* **Given instruction**
Which of the lines below contain the string "wiper"? Return each of them in full, treating uppercase and lowercase as different.

(Records from a dataset)
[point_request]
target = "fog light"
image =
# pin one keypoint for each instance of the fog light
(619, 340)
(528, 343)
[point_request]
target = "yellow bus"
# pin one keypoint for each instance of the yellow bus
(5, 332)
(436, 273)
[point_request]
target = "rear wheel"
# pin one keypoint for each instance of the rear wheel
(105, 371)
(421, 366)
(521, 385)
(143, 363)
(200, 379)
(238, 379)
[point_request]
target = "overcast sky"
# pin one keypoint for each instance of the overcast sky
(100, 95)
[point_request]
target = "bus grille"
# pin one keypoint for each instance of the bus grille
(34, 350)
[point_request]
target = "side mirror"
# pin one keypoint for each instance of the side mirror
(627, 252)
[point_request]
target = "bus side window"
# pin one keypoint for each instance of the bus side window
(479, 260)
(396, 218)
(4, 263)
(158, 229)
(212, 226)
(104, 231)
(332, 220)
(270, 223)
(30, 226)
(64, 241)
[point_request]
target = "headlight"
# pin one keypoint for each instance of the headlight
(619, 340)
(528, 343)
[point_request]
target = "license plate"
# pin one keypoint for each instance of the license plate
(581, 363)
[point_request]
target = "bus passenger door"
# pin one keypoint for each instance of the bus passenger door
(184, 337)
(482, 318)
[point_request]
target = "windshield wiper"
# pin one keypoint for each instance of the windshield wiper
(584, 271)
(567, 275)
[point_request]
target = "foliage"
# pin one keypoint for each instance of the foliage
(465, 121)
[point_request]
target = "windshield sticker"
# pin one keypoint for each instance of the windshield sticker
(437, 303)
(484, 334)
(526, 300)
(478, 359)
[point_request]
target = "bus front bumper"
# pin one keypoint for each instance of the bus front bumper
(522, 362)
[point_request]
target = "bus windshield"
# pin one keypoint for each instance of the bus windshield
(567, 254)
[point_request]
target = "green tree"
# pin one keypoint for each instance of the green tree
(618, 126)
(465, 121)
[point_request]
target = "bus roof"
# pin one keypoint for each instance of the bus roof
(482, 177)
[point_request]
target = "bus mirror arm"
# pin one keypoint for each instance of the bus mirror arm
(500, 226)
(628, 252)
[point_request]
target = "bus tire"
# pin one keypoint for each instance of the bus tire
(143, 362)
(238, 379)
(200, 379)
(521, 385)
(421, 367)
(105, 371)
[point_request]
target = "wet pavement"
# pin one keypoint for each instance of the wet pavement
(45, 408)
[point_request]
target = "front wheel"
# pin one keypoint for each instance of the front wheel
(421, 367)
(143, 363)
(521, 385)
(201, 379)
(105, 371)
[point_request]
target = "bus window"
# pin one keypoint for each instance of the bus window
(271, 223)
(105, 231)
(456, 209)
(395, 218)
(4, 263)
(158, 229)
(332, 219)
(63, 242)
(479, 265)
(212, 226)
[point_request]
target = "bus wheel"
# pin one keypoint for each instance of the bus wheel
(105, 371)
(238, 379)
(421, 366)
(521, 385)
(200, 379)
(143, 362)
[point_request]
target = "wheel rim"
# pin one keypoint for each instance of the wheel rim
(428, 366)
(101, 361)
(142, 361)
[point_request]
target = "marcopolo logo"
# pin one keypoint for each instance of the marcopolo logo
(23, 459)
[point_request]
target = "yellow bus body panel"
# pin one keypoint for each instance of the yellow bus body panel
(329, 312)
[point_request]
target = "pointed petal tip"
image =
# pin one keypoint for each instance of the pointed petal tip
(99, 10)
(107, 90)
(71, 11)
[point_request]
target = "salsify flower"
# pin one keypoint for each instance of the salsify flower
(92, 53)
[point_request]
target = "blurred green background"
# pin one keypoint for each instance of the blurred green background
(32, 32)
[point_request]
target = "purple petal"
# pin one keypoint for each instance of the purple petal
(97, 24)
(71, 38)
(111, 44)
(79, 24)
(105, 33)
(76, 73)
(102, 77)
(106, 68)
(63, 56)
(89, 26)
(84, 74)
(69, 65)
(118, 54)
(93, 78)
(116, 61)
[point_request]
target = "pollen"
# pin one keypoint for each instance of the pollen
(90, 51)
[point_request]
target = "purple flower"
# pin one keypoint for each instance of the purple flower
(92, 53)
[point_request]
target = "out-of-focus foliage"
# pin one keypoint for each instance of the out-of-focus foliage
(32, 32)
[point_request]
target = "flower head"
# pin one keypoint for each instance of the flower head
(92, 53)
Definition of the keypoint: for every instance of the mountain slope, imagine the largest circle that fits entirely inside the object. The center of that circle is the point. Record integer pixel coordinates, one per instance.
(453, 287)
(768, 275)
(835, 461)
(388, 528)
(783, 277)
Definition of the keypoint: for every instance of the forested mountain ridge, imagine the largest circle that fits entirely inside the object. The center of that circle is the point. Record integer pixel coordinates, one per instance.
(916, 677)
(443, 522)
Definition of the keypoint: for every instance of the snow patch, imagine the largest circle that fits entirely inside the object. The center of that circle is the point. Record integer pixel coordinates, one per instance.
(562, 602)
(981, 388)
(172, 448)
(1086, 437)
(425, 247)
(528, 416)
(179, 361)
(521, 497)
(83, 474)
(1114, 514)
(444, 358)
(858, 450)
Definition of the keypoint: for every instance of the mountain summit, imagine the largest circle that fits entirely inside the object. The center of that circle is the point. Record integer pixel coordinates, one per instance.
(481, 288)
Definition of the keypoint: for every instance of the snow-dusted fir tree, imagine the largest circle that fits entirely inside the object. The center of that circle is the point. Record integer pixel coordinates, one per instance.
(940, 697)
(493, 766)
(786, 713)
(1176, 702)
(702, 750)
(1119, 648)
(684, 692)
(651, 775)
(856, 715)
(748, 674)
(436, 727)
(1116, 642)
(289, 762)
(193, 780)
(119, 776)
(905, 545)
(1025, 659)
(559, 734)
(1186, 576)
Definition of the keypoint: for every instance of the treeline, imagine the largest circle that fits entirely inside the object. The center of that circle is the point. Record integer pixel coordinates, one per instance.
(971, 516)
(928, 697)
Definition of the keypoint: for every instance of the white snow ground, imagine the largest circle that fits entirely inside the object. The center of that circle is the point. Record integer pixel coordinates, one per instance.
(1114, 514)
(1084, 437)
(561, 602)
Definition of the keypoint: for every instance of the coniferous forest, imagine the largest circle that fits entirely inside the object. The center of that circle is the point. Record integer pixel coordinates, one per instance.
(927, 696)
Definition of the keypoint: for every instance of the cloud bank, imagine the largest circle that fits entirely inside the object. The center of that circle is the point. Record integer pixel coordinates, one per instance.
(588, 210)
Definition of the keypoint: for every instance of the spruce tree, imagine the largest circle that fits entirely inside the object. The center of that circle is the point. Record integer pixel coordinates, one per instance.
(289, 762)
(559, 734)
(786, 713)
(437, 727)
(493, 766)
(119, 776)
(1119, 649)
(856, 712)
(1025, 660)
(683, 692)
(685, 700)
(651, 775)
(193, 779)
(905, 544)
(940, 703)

==

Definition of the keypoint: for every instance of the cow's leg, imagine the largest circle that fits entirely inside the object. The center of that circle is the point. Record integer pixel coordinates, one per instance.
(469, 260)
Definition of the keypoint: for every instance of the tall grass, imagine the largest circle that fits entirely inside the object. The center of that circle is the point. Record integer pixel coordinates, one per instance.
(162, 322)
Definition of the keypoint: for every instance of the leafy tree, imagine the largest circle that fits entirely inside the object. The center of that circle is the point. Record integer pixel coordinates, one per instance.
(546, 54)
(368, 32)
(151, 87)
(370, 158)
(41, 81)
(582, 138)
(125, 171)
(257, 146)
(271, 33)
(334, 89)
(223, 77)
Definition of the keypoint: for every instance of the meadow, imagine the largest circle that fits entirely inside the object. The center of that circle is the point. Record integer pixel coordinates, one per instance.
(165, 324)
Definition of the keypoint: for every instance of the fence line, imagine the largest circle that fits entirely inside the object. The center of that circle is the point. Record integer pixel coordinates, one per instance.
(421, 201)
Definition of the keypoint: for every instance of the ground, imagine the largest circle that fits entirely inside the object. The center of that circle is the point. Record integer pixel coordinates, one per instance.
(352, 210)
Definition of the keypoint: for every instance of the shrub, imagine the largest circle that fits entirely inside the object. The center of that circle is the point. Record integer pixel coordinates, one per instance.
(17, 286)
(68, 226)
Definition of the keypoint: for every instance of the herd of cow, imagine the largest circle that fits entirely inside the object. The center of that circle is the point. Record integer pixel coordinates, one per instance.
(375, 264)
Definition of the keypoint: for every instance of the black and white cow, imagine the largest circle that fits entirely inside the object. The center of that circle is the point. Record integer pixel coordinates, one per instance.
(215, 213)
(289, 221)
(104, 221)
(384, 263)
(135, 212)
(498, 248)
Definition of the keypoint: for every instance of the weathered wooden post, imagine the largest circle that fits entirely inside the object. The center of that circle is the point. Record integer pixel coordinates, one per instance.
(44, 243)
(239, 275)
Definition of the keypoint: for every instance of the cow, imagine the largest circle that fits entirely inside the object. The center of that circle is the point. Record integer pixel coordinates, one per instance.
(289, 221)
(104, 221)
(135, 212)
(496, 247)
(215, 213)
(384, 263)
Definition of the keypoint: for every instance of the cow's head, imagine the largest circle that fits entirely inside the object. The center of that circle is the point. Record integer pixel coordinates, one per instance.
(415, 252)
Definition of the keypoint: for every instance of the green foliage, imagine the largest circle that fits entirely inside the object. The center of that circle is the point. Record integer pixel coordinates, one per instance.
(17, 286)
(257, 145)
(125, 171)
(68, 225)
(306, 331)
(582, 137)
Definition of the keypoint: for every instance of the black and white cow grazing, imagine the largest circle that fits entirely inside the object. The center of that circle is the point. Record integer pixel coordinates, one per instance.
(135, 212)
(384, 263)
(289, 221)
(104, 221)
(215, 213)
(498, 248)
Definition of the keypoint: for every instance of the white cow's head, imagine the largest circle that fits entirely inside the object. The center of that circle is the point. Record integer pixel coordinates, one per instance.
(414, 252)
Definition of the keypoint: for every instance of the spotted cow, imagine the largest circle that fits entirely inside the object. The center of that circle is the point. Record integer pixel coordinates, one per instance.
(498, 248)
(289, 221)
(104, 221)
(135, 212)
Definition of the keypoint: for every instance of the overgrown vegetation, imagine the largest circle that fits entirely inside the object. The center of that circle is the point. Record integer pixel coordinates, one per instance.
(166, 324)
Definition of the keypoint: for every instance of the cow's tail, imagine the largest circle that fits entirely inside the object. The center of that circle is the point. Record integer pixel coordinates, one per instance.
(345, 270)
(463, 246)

* **Reply to the task**
target = "windshield wiper"
# pin one keypoint for each instance of the windshield wiper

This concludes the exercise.